══ Text shown

Bigquery query to find the column names of a table - sql

I need a query to find column names of a table (table metadata) in Bigquery, like the following query in SQL:
SELECT column_name,data_type,data_length,data_precision,nullable FROM all_tab_cols where table_name ='EMP';

BigQuery now supports information schema.
Suppose you have a dataset named MY_PROJECT.MY_DATASET and a table named MY_TABLE, then you can run the following query:
SELECT column_name
FROM MY_PROJECT.MY_DATASET.INFORMATION_SCHEMA.COLUMNS
WHERE table_name = 'MY_TABLE'

Yes you can get table metadata using INFORMATION_SCHEMA.
One of the examples mentioned in the past link retrieves metadata from the INFORMATION_SCHEMA.COLUMN_FIELD_PATHS view for the commits table in the github_repos dataset, you just have to
Open the BigQuery web UI in the GCP Console.
Enter the following standard SQL query in the Query editor box. INFORMATION_SCHEMA requires standard SQL syntax. Standard SQL is the default syntax in the GCP Console.
SELECT
*
FROM
`bigquery-public-data`.github_repos.INFORMATION_SCHEMA.COLUMN_FIELD_PATHS
WHERE
table_name="commits"
AND column_name="author"
OR column_name="difference"
Note: INFORMATION_SCHEMA view names are case-sensitive.
Click Run.

════
══ Dataset content

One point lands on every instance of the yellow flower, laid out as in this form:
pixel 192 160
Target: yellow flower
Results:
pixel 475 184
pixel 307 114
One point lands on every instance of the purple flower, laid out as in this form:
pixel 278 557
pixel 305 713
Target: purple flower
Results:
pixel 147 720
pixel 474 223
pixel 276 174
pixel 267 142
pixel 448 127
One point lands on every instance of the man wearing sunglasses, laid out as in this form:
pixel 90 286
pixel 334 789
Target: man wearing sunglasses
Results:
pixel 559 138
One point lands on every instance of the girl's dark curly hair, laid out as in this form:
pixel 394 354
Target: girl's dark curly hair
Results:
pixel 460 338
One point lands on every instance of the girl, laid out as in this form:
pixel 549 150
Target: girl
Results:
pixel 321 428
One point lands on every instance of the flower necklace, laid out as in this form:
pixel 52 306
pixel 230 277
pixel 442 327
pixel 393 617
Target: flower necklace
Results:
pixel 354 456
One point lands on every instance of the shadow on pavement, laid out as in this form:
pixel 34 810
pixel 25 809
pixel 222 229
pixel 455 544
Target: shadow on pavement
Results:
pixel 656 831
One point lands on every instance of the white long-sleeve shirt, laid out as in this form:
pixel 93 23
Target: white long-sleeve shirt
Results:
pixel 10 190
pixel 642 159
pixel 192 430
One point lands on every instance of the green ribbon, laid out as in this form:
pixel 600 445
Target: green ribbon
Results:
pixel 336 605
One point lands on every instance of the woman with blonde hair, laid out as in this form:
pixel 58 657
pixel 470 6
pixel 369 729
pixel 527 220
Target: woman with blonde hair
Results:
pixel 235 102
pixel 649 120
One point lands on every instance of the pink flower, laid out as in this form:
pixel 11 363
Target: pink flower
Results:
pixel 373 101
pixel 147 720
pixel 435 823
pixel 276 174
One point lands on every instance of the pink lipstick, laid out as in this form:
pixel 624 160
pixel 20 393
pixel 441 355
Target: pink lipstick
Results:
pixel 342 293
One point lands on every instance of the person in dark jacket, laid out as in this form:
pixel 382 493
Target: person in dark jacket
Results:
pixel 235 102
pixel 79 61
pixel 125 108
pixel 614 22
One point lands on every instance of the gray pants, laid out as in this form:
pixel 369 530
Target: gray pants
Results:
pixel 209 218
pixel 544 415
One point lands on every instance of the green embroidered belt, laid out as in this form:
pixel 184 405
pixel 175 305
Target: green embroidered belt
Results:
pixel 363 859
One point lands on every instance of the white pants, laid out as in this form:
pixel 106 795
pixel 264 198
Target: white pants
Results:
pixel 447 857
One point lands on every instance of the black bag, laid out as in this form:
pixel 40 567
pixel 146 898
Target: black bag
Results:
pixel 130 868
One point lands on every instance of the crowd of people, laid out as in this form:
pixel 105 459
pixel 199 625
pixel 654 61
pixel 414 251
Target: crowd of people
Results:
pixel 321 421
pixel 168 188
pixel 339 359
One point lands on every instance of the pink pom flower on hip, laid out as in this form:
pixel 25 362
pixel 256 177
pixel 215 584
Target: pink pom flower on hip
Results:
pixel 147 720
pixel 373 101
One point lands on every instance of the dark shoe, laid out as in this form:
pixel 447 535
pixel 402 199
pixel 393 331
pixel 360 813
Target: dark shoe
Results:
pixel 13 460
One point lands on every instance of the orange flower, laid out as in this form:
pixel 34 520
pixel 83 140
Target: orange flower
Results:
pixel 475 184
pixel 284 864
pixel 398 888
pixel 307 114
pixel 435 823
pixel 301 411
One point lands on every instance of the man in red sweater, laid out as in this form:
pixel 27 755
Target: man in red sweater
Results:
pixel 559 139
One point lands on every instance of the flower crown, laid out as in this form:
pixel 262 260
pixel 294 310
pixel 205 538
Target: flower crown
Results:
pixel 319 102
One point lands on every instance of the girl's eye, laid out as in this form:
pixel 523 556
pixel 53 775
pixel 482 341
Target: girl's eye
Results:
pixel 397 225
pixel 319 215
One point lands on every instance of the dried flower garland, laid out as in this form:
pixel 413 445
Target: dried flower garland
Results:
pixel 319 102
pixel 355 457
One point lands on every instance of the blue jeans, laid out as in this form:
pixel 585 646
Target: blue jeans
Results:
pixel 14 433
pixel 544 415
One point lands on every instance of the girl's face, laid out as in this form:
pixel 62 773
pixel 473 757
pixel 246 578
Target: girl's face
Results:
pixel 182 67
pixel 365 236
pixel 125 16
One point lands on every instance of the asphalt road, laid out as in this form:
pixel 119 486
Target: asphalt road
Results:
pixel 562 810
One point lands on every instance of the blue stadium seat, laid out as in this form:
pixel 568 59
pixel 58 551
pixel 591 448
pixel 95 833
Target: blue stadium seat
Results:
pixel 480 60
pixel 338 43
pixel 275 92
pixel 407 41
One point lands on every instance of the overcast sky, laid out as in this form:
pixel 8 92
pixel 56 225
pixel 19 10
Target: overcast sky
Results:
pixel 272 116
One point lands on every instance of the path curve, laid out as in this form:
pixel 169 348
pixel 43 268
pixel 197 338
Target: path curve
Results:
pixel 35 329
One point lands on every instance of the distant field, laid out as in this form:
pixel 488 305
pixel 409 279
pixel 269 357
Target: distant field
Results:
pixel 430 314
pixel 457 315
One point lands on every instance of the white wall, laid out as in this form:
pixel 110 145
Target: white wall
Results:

════

Answer these questions from the BigQuery thread:
1. Which view does the query in the first reply read from to list column names?
2. Which SQL syntax is the default in the GCP Console?
3. What does the thread's note say about INFORMATION_SCHEMA view names?
The records aren't needed for this.

** Final result **
1. INFORMATION_SCHEMA.COLUMNS
2. Standard SQL
3. They are case-sensitive.